Texto:
Prédica: Romanos 4.18-25
Leituras: Oséias 5.15-6.6.5 e Mateus 9.9-13
Autor: Romeu Martini
Data Litúrgica: 3º Domingo após Pentecostes
Data da Pregação: 09/06/2002
Proclamar Libertação – Volume: XXVII
Tema:
1. Um pouco do contexto
Paulo estava prestes a visitar a comunidade de Roma, sonho que ele queria realizar há muito tempo (Rm 1.11). Como entre os membros daquela comunidade havia um perigo iminente de desentendimento entre os convertidos do judaísmo e do paganismo, o apóstolo escreveu e enviou uma carta. Assim, antes de ir, preparou o terreno para sua visita. Qual o núcleo do desentendimento entre as pessoas cristãs em Roma?
Para os cristãos convertidos do judaísmo, a observância da lei é que torna as pessoas justas perante Deus; a lei é que as aproxima de Deus (2.17). Por isso, eles diziam ser melhores perante Deus do que os cristãos não-judeus. Paulo, porém, questionou essa afirmação (2.21-23). Para ele, judeus não levam vantagem sobre cristãos oriundos de outros povos. Todas as pessoas são pecadoras (3.9). O fato de alguém dizer que observa a lei não o torna justo diante Deus (3.19-20). Para o apóstolo, a justificação é dádiva, fruto do sacrifício redentor de Jesus (3.24), que precisa ser aceita “mediante a fé” (3.22). Na verdade, Paulo contrapõe “o Cristo Justiça de Deus à justiça que os homens pretenderiam merecer por seus próprios esforços”, segundo o “espírito judaico, com sua orgulhosa confiança na lei” (p. 398).
2. Reflexão à luz do nosso contexto
O reformador Martim Lutero considerou a Carta aos Romanos o núcleo central do Novo Testamento, e o Evangelho expresso em alto e claro tom. Não é, pois, por acaso que foi nessa carta que esse sacerdote encontrou a chave para sair da prisão espiritual, teológica e existencial na qual se sentia enclausurado. “O justo viverá pela fé”, leu ele em Rm 1.17. E Lutero concluiu: Deus é que me declara justo. Não depende dos meus esforços alcançar a condição de justo. A mim cabe receber esse presente através da fé.
Apesar da carta de Paulo, apesar de (re)descobertas como as de Lutero, há uma tendência acentuada de pessoas e núcleos cristãos que insistem na leitura judaica da justificação. Crescem os grupos que enquadram a existência cristã num sistema de códigos legalista. Afirmam, por exemplo: “Você não deve ingerir álcool, não deve fumar; mulheres não devem…; você precisa ser ‘dizimista’; faça nove dias de orações fortes”. E aí segue a máxima: “Se você assim proceder, então….”. Então, virão as soluções! Milagrosamente!

Seção de dados:
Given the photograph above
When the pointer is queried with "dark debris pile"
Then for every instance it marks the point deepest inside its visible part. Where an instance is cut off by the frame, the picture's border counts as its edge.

Enunciado:
Segundo o texto, em que passagem da Carta aos Romanos Lutero leu que "O justo viverá pela fé"? Os dados não são usados aqui.

Solução:
Em Romanos 1.17.